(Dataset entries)
_____
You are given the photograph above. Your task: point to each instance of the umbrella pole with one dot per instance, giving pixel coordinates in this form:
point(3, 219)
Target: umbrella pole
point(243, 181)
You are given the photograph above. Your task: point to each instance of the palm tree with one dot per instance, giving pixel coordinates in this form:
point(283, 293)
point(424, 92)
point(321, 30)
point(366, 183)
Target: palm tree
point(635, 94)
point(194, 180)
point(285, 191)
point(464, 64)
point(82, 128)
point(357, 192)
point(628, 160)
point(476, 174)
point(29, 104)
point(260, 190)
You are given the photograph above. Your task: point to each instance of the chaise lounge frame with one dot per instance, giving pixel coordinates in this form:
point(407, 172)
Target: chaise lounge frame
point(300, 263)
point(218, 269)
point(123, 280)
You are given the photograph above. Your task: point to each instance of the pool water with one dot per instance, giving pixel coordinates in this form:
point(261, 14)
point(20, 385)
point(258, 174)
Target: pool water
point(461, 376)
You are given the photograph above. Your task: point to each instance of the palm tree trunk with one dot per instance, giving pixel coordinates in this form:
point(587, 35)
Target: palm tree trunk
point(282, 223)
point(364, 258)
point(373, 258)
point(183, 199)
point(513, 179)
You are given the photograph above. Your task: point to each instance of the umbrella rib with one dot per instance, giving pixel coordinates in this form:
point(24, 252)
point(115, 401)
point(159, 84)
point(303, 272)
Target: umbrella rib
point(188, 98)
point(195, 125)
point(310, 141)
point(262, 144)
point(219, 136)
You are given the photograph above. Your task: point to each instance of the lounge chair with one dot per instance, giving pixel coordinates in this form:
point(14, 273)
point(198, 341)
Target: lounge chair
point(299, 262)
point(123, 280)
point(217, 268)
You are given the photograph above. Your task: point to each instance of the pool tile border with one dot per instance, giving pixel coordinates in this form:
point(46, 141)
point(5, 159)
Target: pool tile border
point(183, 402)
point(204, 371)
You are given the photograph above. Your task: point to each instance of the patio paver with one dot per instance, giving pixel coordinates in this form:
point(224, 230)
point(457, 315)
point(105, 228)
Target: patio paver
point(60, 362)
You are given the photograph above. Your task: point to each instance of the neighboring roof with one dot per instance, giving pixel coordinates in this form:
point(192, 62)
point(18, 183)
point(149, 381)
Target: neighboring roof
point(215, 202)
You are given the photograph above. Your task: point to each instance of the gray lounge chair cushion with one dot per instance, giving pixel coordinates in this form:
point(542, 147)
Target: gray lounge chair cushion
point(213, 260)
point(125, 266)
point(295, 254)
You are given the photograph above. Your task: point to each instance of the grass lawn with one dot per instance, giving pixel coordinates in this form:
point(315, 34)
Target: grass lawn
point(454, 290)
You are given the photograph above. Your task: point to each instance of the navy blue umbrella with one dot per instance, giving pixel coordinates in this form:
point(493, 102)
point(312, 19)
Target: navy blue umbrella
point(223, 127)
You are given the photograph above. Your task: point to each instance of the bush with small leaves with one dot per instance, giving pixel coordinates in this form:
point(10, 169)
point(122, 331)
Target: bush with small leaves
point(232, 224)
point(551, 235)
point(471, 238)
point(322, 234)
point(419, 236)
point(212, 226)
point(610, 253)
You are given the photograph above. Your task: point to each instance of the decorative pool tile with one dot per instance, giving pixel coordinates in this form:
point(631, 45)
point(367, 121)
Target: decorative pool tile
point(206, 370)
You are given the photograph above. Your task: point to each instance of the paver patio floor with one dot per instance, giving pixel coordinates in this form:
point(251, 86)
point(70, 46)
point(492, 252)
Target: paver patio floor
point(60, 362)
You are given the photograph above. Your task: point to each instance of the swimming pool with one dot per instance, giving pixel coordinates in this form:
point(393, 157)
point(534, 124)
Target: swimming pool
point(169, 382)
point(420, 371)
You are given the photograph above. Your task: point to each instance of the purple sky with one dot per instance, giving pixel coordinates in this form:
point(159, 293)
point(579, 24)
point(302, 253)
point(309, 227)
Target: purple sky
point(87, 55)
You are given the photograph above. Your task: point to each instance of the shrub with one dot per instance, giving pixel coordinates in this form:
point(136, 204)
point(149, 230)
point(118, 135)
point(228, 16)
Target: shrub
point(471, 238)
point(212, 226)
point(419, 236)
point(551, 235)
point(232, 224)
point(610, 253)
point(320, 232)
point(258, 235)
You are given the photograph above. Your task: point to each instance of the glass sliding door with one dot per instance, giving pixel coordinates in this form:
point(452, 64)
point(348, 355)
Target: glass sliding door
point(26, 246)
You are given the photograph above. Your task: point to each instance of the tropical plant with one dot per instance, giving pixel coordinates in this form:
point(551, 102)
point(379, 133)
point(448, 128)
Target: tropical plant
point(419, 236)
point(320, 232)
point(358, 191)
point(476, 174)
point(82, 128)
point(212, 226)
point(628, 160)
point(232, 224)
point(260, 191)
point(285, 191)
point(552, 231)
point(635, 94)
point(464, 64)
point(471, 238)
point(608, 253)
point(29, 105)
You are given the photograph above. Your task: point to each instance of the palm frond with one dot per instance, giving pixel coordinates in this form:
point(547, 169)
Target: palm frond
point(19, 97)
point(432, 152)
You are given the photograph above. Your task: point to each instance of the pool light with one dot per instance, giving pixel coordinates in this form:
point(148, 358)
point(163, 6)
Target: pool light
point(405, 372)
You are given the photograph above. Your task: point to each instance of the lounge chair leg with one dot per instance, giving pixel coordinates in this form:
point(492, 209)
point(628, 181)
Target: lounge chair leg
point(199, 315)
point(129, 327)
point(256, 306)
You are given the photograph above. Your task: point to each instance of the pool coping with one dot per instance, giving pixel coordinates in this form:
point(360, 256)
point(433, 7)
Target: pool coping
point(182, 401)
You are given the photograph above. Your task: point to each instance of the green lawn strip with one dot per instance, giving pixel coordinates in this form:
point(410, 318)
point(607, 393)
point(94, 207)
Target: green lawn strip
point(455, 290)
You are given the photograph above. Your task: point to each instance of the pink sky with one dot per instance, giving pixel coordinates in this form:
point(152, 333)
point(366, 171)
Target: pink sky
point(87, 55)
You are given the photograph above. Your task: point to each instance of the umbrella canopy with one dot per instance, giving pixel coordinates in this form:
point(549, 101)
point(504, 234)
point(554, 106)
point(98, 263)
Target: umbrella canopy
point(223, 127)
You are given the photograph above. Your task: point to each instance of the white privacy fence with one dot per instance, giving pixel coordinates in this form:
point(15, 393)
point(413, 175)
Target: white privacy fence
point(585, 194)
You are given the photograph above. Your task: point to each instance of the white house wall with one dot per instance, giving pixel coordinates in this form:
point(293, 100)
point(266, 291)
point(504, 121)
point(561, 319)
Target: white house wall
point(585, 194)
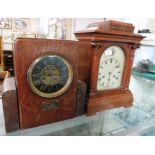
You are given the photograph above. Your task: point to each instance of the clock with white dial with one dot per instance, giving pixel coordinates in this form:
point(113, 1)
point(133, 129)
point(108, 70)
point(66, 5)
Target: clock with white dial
point(111, 67)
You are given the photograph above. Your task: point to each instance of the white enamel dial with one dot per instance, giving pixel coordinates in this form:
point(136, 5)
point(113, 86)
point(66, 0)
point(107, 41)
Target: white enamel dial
point(111, 68)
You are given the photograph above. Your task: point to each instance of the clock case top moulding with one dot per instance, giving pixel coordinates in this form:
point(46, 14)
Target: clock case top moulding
point(92, 42)
point(103, 35)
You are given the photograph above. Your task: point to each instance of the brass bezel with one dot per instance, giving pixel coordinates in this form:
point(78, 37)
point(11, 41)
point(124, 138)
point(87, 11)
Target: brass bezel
point(55, 94)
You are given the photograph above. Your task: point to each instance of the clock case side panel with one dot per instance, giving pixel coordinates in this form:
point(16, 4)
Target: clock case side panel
point(31, 114)
point(107, 99)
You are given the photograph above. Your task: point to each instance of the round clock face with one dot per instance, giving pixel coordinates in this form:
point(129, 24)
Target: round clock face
point(50, 75)
point(111, 68)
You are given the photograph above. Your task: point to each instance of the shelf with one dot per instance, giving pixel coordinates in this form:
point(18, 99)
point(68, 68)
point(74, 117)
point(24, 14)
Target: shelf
point(149, 76)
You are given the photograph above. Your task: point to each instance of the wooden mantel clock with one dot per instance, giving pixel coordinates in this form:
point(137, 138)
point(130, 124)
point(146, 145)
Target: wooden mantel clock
point(62, 79)
point(113, 45)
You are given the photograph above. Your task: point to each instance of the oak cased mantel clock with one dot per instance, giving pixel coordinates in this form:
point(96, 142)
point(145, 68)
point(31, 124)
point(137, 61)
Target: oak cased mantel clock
point(61, 79)
point(113, 46)
point(48, 85)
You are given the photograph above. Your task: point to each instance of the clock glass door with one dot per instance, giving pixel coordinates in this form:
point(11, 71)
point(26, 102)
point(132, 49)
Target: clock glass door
point(111, 68)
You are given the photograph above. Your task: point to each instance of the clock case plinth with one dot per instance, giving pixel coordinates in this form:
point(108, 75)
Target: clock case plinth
point(101, 36)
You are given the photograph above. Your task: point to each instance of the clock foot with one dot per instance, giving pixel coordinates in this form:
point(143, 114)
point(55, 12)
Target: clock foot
point(91, 114)
point(98, 104)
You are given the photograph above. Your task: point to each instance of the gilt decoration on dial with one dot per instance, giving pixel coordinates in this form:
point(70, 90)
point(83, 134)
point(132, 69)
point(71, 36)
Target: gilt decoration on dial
point(111, 68)
point(50, 75)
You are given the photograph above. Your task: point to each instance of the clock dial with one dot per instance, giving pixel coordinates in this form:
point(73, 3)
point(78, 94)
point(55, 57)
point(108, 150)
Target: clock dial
point(111, 68)
point(50, 75)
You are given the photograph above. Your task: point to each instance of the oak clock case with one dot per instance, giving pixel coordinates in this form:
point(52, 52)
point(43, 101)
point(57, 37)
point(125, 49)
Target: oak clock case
point(47, 80)
point(114, 44)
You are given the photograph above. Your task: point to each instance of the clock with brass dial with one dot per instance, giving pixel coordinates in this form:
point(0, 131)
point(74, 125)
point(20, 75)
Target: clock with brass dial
point(50, 75)
point(111, 68)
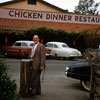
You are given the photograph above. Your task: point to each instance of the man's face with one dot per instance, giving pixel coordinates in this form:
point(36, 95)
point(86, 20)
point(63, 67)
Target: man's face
point(36, 39)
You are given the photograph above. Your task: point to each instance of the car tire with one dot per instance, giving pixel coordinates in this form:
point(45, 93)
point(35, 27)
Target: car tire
point(85, 85)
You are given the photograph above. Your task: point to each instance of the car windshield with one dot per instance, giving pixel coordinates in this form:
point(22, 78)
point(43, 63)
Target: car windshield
point(65, 46)
point(32, 44)
point(17, 44)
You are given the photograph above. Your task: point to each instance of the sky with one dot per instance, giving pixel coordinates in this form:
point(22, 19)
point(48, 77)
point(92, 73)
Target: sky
point(64, 4)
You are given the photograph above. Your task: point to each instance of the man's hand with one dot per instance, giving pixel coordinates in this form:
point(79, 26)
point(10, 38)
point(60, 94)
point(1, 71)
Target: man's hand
point(41, 67)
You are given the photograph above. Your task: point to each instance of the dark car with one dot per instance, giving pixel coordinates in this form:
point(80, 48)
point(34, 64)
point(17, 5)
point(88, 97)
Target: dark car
point(80, 70)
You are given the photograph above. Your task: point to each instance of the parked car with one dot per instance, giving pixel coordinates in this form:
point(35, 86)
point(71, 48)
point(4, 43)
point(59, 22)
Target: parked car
point(20, 49)
point(80, 70)
point(60, 49)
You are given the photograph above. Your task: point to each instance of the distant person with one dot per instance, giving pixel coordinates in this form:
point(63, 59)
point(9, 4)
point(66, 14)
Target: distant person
point(37, 55)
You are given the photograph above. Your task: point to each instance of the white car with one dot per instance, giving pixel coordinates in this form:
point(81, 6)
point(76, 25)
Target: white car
point(60, 49)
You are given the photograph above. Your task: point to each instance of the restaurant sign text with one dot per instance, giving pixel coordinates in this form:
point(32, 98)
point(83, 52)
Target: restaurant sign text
point(49, 16)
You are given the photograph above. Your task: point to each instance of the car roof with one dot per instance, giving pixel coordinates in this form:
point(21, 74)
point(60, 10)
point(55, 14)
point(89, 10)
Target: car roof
point(56, 42)
point(25, 41)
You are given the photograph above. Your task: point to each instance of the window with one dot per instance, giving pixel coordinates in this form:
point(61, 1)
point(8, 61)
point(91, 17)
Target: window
point(55, 46)
point(17, 44)
point(32, 44)
point(49, 45)
point(24, 45)
point(64, 45)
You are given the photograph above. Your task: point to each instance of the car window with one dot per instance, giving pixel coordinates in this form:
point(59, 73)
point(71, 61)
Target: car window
point(64, 45)
point(17, 44)
point(55, 46)
point(24, 45)
point(32, 44)
point(49, 45)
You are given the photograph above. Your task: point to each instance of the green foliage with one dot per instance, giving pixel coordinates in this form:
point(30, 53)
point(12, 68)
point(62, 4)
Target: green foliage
point(87, 7)
point(7, 86)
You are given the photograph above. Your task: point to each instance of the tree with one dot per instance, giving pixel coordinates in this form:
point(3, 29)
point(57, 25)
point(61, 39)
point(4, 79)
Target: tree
point(87, 7)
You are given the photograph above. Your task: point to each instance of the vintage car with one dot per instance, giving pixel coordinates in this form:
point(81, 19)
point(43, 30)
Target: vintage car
point(20, 49)
point(60, 49)
point(80, 70)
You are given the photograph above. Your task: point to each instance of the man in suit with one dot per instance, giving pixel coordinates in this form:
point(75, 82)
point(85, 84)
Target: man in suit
point(37, 55)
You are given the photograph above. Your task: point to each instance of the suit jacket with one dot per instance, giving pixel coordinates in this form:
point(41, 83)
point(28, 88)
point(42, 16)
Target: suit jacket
point(39, 57)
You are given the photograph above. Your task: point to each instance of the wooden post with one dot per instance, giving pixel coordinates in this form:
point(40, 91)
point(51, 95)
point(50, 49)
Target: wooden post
point(25, 77)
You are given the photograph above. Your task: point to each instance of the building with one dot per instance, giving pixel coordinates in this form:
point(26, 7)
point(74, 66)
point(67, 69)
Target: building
point(19, 15)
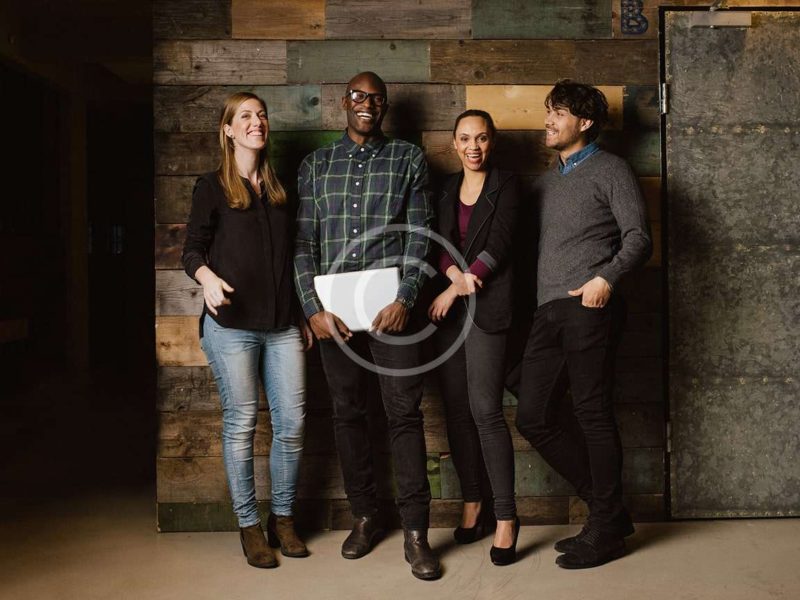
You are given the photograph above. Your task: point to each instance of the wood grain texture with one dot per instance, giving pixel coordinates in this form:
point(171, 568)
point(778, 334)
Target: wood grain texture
point(191, 19)
point(178, 342)
point(365, 19)
point(543, 19)
point(173, 198)
point(337, 61)
point(502, 61)
point(219, 62)
point(413, 108)
point(188, 109)
point(278, 19)
point(522, 106)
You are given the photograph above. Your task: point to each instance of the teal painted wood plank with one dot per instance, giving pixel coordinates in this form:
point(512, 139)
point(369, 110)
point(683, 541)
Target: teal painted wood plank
point(336, 61)
point(541, 19)
point(196, 108)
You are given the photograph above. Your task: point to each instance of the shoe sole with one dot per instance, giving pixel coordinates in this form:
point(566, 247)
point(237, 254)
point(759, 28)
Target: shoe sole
point(619, 553)
point(424, 576)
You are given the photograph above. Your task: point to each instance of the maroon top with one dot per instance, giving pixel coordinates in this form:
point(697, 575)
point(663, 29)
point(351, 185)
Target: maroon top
point(446, 261)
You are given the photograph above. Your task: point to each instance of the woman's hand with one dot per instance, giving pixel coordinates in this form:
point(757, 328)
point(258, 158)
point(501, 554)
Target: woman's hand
point(464, 283)
point(214, 289)
point(442, 303)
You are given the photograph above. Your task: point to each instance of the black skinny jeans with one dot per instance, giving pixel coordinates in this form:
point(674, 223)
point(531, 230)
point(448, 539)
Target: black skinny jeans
point(572, 345)
point(471, 384)
point(401, 400)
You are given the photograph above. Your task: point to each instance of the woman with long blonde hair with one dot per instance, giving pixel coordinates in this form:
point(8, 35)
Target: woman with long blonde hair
point(239, 248)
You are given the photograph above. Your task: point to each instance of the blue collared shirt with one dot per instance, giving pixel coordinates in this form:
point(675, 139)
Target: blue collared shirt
point(576, 158)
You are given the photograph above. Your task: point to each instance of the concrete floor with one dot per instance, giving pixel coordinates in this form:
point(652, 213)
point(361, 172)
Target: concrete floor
point(104, 545)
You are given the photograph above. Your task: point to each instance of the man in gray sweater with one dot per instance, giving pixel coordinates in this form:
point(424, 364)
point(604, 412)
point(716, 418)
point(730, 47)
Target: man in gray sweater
point(593, 231)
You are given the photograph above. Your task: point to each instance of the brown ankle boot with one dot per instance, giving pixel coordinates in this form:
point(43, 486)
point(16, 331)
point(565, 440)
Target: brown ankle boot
point(255, 548)
point(282, 534)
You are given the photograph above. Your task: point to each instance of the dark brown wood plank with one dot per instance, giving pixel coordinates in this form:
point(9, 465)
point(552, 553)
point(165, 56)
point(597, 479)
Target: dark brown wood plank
point(191, 19)
point(219, 62)
point(278, 19)
point(434, 19)
point(502, 61)
point(414, 107)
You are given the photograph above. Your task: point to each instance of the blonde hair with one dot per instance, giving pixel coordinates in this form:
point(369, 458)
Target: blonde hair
point(235, 191)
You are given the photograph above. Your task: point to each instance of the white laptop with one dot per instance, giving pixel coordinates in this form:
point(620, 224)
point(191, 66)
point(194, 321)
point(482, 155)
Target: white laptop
point(357, 297)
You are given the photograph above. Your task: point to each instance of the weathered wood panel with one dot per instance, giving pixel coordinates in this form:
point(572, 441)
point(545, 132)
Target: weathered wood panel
point(413, 107)
point(187, 19)
point(337, 61)
point(219, 62)
point(544, 19)
point(197, 108)
point(173, 199)
point(178, 342)
point(522, 106)
point(436, 19)
point(278, 19)
point(502, 61)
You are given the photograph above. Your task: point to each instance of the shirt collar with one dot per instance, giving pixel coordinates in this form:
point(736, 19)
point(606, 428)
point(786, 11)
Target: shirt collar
_____
## THE PROBLEM
Your answer should consist only of the lines above between the line holding "point(192, 62)" and the line holding "point(542, 147)", inclusive, each transcribed exactly.

## RESPONSE TO THE TASK
point(192, 62)
point(18, 183)
point(149, 381)
Target: neighboring roof
point(215, 202)
You are given the photograph above. Your task: point to each instance of the gray lounge chair cushion with one dot per instance, giving pixel coordinates in this form:
point(542, 147)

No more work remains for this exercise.